--- Fragmento citado ---
-----

Navidades de mentirita
En realidad, ¿hay navidades en Cuba?, singular pregunta, pues
cada cubano debiera narrar sus vivencias navideñas, y compararlas
Tiempo y vidas perdidas, rodeadas de promesas, luchas, divisiones de familias y
doctrinas fidelistas que solo han conducido a un pueblo a la miseria y al miedo perpetuo.
La década del 70 fue una época totalmente ajena a ese evento, tradicional en muchos países. No recuerdo “Noche Buena” alguna, tampoco celebración del 31 de diciembre, sin embargo, a pesar de todo, en mi casa se ponía un arbolito navideño, hecho de ramas secas, que mi hermana y yo recogíamos de los jardines vecinos, y que adornábamos con bolas, una estrella plateada, un rabo de gato y algodón, adornos que mi madre conservaba desde los años 50. No teníamos carne asada ni sidra, mucho menos las 12 uvas. Eran tiempos de penurias.
Luego abrieron Sears, el supermercado de Centro Habana, donde vendían alimentos de todo tipo, bebidas y confituras. Allí vi frutas en conserva por primera vez, los cake helados que nunca pude probar, pues costaban 25 pesos, una suma bien alta, en tiempos en que el dinero escaseaba.
Entonces mi madre, mi hermana y yo, decidimos ir a comprar un pedazo de cerdo para la cena de fin de año, pero no era fácil, tuvimos que hacer una cola que duró más de 7 horas, que casi se nos revientan las piernas.
Cuando al fin entramos, nos maravillamos con todos los productos que se ofertaban; veíamos con tristeza los anaqueles repletos, con miles de cosas que no podíamos comprar. Lo que más recuerdo eran los cake helados, rezumando esas gotitas de agua por encima del estuche,!que apetito me despertaban!
El poquito dinero que teníamos solo alcanzó para comprar un pedacito de cerdo y un pomo de fruta en conserva.

-----

--- Extracto del listado ---
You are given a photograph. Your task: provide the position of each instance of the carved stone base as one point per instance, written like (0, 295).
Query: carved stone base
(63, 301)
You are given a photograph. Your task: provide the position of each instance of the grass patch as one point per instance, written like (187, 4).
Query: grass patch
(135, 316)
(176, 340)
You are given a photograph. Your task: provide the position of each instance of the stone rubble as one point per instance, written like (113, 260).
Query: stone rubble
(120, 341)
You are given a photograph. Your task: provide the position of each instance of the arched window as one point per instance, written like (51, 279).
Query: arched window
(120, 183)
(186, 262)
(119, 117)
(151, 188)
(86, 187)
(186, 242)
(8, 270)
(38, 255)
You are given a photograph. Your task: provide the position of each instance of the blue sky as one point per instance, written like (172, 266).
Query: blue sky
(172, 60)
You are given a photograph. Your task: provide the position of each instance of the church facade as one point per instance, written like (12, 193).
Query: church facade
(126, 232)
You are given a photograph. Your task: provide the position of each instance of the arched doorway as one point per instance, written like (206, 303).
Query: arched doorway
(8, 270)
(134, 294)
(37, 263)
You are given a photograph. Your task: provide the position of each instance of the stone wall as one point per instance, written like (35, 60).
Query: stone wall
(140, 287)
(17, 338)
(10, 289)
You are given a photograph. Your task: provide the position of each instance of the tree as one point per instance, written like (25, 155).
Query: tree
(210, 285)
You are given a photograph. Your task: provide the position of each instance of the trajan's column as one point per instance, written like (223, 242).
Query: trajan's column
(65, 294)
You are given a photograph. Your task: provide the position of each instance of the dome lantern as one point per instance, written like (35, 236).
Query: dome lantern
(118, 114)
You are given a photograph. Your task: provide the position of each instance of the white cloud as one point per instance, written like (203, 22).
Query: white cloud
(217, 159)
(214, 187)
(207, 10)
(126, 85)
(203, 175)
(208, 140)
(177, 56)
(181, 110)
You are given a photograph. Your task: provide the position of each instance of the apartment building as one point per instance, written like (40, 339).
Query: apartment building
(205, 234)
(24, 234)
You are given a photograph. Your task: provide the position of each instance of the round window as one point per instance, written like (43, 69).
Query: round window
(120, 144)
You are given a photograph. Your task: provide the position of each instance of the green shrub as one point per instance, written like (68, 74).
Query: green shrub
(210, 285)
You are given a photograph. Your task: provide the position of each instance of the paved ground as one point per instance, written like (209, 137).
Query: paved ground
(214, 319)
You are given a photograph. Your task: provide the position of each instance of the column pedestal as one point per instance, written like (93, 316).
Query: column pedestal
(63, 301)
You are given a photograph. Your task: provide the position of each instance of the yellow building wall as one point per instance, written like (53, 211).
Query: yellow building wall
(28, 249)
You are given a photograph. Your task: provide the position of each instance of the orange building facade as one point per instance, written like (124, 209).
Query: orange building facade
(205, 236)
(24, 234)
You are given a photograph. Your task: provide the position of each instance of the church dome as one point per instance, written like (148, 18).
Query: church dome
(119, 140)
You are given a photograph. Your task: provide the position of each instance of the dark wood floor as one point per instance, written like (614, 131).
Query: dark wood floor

-----

--- Ejercicio A ---
Reproduce literalmente el tramo del relato sobre las navidades en Cuba que empieza en "La década del" y termina en "tiempos de penurias.".
--- Ejercicio B ---
Responde según el relato sobre las navidades en Cuba:
(i) ¿De qué estaba hecho el arbolito navideño que se ponía en la casa?
(ii) ¿Cuánto costaban los cake helados en Sears?
(iii) ¿Cuánto duró la cola para comprar el pedazo de cerdo?
--- Ejercicio C ---
Sigue escribiendo el relato sobre las navidades en Cuba desde el punto en que termina.
El listado es un material independiente del relato sobre las navidades en Cuba.

--- Respuesta A ---
La década del 70 fue una época totalmente ajena a ese evento, tradicional en muchos países. No recuerdo “Noche Buena” alguna, tampoco celebración del 31 de diciembre, sin embargo, a pesar de todo, en mi casa se ponía un arbolito navideño, hecho de ramas secas, que mi hermana y yo recogíamos de los jardines vecinos, y que adornábamos con bolas, una estrella plateada, un rabo de gato y algodón, adornos que mi madre conservaba desde los años 50. No teníamos carne asada ni sidra, mucho menos las 12 uvas. Eran tiempos de penurias.

--- Respuesta B ---
(i) De ramas secas.
(ii) 25 pesos.
(iii) Más de 7 horas.

--- Respuesta C ---
Esa noche mi madre cocinó los bistecs de cerdo, uno para cada integrante de la familia, y se redujeron tanto al freírlos, que apenas nos dejaron satisfechos. Más tarde pusimos la televisión para ver una película, pero no quise mirar nada, opté por recluirme en el último cuarto de la casa; desde ahí se escuchaba la fiesta de la casa de al lado, donde vivía una familia de médicos que tenía mucho dinero, y celebraban el 31 con una gran cena, juegos de dominó, y música a todo volumen.
Mientras, yo solo podía entretenerme escuchando la radio y, para colmo, pusieron una canción tristísima de Joan Manuel Serrat, que me deprimió aún más. Lloré mucho. Fue el peor fin de año de mi vida.
Por los años 80 y a finales de los 90, sí celebrábamos el 31. La ayuda venía de parte de una tía mía que residía en los Estados Unidos, quien nos mandaba un billete de 100 dólares todos los meses para comprar alimentos.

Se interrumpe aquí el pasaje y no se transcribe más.